__Explore the material__
1. According to the excerpt on predicting with a trained model, what license is needed to create an Output Prediction Raster?
2. Copy the excerpt on predicting with a trained model word for word, from "When predicting to a raster in a" to "explanatory training variables.".
#### Excerpt to read
Predicting in the same study area
When predicting to features in the same study area, each prediction feature must have all of the associated explanatory variables (fields), as well as overlapping extents with the Explanatory Training Distance Features and Explanatory Training Rasters.
When predicting to a raster in the same study area using the provided Explanatory Training Rasters, the prediction will be the overlapping extent of all explanatory rasters.
Predicting in a different study area
When predicting to features in a different study area, each prediction feature must have all of the associated explanatory variables (fields), and new explanatory distance features and explanatory rasters must be matched to their corresponding Explanatory Training Distance Features and rasters. These new distance features and rasters must be available for the new study area and correspond to the Explanatory Training Distance Features and Explanatory Training Rasters. For instance, if a categorical raster is used to train the model, the corresponding prediction explanatory raster cannot have different categories or a dramatically different range of values.
When predicting to a raster in a different study area, new explanatory prediction rasters must be provided and matched to their corresponding Explanatory Training Rasters. The corresponding prediction explanatory raster cannot have different categories or a dramatically different range of values. The resulting Output Prediction Raster will be the overlapping extent of all provided explanatory prediction rasters.
Predicting to a different time period by matching the explanatory variables used for training to variables with projections into the future
When predicting to a future time period, whether predicting to features or a raster, each projected explanatory prediction variable (fields, distance features, and rasters) needs to be matched to the corresponding explanatory training variables.
Predicting to features
With a model that has been trained using any combination of Explanatory Training Variables, Explanatory Training Distance Features, and Explanatory Training Rasters, it can be used to predict to either points or polygons in either the same or a different study area. Predicting to features requires that every feature receiving a prediction have values for each field, distance feature, and raster provided.
If the Input Training Features and Input Prediction Features field names do not match, a variable matching parameter is provided. When matching explanatory variables, the Prediction and Training fields must be of the same type (a double field in Training must be matched to a double field in Prediction).
If you want to use distance features or rasters other than those used for training the model because you are predicting either in a different study area or a different time period, Match Distance Features and Match Explanatory Rasters parameters are provided.
Predicting to rasters
Using a model that has been trained using only Explanatory Training Rasters, you can choose to predict to a raster in either the same or a different study area. If you want to use prediction rasters other than those used for training the model because you are predicting either in a different study area or a different time period, a Match Explanatory Rasters parameter is provided. An Output Prediction Raster can be created with a Spatial Analyst license by choosing Predict to raster for Prediction Type.
########
#### Supplied information
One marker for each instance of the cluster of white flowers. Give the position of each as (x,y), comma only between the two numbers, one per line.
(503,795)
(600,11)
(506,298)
########
__Solutions to the problems__
1. A Spatial Analyst license.

2.
When predicting to a raster in a different study area, new explanatory prediction rasters must be provided and matched to their corresponding Explanatory Training Rasters. The corresponding prediction explanatory raster cannot have different categories or a dramatically different range of values. The resulting Output Prediction Raster will be the overlapping extent of all provided explanatory prediction rasters.
Predicting to a different time period by matching the explanatory variables used for training to variables with projections into the future
When predicting to a future time period, whether predicting to features or a raster, each projected explanatory prediction variable (fields, distance features, and rasters) needs to be matched to the corresponding explanatory training variables.